INSTRUCTIONS FOR THE TASK:
Copy each line containing "breaking" from the listing below.

AVAILABLE DATA:

^^^^^^^^^^^^^^^^

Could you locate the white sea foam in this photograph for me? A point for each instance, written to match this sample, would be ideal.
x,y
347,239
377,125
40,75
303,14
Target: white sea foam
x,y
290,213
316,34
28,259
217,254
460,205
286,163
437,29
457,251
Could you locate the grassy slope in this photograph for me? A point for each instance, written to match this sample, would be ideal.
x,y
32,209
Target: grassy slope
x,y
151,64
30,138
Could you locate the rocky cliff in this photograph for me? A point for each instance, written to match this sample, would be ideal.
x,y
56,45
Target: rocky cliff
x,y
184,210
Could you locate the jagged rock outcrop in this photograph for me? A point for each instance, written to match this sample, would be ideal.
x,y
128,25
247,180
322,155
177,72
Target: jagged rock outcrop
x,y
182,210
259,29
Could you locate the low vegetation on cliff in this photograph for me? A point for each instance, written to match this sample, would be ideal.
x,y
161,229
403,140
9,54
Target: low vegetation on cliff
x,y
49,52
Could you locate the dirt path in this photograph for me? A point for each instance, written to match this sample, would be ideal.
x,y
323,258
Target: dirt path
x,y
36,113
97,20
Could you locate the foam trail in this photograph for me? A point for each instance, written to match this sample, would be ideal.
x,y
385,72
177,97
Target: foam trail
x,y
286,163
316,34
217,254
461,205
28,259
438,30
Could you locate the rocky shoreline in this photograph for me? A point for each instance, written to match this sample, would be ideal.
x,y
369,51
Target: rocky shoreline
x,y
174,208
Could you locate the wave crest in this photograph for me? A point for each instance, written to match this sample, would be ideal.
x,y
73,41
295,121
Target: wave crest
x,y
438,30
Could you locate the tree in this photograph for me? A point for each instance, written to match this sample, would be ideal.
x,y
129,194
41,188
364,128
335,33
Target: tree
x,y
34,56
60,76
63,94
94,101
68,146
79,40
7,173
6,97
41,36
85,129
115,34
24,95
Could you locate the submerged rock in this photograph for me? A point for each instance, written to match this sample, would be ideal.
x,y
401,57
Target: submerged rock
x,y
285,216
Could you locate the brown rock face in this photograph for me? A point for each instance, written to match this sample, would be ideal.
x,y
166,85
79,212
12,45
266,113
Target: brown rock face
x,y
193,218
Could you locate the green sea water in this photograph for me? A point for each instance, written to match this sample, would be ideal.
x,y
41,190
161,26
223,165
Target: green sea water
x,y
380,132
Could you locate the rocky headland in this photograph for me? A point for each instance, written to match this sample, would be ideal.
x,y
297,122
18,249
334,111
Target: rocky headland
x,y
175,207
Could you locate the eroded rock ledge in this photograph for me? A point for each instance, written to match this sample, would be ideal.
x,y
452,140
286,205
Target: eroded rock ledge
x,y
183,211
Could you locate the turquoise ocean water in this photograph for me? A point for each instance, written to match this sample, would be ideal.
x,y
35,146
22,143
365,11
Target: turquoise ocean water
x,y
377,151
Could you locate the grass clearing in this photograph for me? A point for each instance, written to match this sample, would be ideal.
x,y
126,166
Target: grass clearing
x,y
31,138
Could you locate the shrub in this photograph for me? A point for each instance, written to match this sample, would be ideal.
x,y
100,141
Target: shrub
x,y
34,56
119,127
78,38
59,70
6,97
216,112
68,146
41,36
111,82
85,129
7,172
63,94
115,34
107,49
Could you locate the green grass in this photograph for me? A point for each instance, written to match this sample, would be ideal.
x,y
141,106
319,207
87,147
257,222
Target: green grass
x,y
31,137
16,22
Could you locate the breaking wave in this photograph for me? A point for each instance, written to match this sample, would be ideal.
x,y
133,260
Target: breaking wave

^^^^^^^^^^^^^^^^

WRITTEN RESPONSE:
Could you locate the breaking wave in this photograph for me? A point for each instance, written to match this sample, would be ideal.
Target: breaking wave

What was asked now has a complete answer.